** READING TEXT **

American homebuilt aircraft

The Sauser P6E is an American homebuilt aircraft that was designed and built by Donald Sauser of Tustin, California. The aircraft is an 82% scale reproduction of the 1920s Curtiss P-6 Hawk. When it was available the aircraft was supplied in the form of plans for amateur construction by the Sauser Aircraft Company.

==Design and development==
Like the aircraft it is patterned after, the Sauser P6E features a strut-braced biplane layout, a single-seat open cockpit with a windshield, fixed conventional landing gear with wheel pants and a single engine in tractor configuration.

The aircraft is made from welded steel tubing and wood, with its flying surfaces covered in doped aircraft fabric. Its 25.83 ft span wing has a wing area of 170.0 sqft. The acceptable power range is 180 to 260 hp and the standard engine used is a 212 hp Chevrolet small-block V-8 automotive conversion powerplant.

The Sauser P6E has a typical empty weight of 1425 lb and a gross weight of 2040 lb, giving a useful load of 615 lb. With full fuel of 27 u.s.gal the payload for the pilot and baggage is 453 lb.

==Operational history==
Sauser P6Es have been registered with the US Federal Aviation Administration under a variety of type designations, making them hard to catalog. Types registered include Sauser QC, Johnson F11C-2PJ (built as a F11C-2 replica), Wooldridge Saco P6-E Hawk and Roof Curtis Hawk P6E.

==Aircraft on display==
- March Field Air Museum - donated by the designer's widow in 2002.

** ENTRIES PROVIDED **
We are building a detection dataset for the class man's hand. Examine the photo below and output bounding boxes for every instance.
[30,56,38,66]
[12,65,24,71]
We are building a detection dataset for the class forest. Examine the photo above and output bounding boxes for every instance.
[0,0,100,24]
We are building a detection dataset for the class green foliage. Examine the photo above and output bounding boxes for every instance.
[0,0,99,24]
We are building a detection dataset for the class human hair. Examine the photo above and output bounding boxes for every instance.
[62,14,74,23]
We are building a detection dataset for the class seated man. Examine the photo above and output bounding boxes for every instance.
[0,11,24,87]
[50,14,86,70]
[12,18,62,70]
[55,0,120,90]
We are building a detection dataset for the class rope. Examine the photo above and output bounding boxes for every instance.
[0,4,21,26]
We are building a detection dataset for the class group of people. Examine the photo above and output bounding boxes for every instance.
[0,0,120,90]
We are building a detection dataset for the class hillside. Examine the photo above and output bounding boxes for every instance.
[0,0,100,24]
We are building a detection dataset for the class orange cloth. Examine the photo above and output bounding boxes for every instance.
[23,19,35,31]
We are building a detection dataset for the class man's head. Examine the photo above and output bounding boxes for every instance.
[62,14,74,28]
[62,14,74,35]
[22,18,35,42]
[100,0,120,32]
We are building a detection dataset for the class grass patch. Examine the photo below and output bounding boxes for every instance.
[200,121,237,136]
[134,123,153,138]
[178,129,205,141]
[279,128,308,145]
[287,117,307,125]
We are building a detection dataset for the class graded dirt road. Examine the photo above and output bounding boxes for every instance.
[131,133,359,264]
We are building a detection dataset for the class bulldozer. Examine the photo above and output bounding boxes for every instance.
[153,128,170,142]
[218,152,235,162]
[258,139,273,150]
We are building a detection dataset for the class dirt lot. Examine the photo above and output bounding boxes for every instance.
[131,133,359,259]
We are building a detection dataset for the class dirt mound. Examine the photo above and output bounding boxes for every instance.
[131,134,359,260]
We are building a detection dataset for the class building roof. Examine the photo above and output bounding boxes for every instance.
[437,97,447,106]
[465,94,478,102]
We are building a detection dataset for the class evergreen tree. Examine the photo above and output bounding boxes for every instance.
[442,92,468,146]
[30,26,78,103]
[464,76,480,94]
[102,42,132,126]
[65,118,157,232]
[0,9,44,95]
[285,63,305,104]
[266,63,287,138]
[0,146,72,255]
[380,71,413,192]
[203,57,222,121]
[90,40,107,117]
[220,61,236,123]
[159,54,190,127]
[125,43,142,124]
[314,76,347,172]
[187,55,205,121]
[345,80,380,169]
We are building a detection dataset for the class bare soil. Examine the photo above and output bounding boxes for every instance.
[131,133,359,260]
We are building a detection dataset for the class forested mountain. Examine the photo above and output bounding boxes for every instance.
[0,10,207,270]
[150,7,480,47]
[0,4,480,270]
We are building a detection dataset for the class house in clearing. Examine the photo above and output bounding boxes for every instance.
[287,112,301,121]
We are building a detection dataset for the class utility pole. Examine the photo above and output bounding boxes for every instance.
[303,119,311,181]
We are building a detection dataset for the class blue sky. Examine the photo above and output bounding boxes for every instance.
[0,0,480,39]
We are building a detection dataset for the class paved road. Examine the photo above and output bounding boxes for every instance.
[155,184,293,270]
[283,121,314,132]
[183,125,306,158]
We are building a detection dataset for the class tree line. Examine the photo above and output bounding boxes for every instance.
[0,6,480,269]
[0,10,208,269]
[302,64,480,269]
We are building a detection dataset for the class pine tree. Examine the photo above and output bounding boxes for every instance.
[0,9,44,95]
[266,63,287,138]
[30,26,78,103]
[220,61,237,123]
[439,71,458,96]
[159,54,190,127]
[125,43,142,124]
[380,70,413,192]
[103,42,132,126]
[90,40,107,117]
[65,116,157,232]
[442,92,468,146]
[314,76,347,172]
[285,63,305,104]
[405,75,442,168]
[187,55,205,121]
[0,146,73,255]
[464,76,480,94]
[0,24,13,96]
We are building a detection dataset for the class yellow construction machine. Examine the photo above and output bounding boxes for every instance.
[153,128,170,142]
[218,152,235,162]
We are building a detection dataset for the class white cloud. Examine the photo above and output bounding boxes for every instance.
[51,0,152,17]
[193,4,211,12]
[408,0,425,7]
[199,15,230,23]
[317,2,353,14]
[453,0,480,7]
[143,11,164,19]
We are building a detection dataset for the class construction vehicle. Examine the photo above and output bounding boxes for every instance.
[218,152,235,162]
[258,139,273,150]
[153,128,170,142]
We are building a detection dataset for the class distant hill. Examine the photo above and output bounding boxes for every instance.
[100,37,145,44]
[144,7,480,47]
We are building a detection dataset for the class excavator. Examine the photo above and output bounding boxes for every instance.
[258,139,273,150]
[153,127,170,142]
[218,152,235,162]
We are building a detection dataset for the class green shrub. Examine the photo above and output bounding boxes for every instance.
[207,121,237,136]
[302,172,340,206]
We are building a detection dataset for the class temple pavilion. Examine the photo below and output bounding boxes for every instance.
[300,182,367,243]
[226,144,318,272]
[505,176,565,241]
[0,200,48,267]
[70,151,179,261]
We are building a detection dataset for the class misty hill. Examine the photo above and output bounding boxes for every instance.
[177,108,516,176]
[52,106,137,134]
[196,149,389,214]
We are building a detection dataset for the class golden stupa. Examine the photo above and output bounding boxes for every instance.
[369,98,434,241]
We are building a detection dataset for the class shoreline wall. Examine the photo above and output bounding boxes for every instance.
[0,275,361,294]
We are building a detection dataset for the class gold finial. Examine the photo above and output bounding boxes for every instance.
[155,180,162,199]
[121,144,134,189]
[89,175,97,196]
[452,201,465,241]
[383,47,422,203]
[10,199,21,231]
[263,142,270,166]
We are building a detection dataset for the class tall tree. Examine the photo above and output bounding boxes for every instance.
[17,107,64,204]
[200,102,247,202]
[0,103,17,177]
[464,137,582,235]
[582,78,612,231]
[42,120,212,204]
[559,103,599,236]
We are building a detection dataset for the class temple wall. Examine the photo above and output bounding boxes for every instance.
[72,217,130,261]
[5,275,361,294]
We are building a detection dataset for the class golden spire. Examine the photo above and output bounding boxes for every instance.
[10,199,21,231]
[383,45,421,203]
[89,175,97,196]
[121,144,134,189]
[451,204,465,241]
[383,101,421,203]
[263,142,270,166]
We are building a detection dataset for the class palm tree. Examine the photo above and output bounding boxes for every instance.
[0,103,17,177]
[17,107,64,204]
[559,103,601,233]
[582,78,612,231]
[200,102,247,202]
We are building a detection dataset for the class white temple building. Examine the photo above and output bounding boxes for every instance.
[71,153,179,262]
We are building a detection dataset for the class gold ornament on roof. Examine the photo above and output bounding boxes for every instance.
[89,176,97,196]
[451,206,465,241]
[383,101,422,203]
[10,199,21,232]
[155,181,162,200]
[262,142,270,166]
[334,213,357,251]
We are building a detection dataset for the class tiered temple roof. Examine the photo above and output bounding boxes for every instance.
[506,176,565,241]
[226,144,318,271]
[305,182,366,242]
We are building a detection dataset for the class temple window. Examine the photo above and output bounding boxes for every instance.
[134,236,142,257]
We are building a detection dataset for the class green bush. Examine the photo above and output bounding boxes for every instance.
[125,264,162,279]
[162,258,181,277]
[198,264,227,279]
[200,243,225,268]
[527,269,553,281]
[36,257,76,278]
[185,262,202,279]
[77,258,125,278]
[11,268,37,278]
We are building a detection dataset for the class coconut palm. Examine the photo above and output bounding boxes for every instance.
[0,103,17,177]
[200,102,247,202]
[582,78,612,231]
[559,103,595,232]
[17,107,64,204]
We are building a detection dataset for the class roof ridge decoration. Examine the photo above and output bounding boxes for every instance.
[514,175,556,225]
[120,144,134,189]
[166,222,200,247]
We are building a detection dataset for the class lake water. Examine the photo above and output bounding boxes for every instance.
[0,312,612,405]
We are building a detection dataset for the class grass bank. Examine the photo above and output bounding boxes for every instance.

** WORK TO BE COMPLETED **
Reproduce the text about the Sauser P6E word for word, from "The Sauser P6E is" to "automotive conversion powerplant.", inclusive.

** WRITTEN ANSWER **
The Sauser P6E is an American homebuilt aircraft that was designed and built by Donald Sauser of Tustin, California. The aircraft is an 82% scale reproduction of the 1920s Curtiss P-6 Hawk. When it was available the aircraft was supplied in the form of plans for amateur construction by the Sauser Aircraft Company.

==Design and development==
Like the aircraft it is patterned after, the Sauser P6E features a strut-braced biplane layout, a single-seat open cockpit with a windshield, fixed conventional landing gear with wheel pants and a single engine in tractor configuration.

The aircraft is made from welded steel tubing and wood, with its flying surfaces covered in doped aircraft fabric. Its 25.83 ft span wing has a wing area of 170.0 sqft. The acceptable power range is 180 to 260 hp and the standard engine used is a 212 hp Chevrolet small-block V-8 automotive conversion powerplant.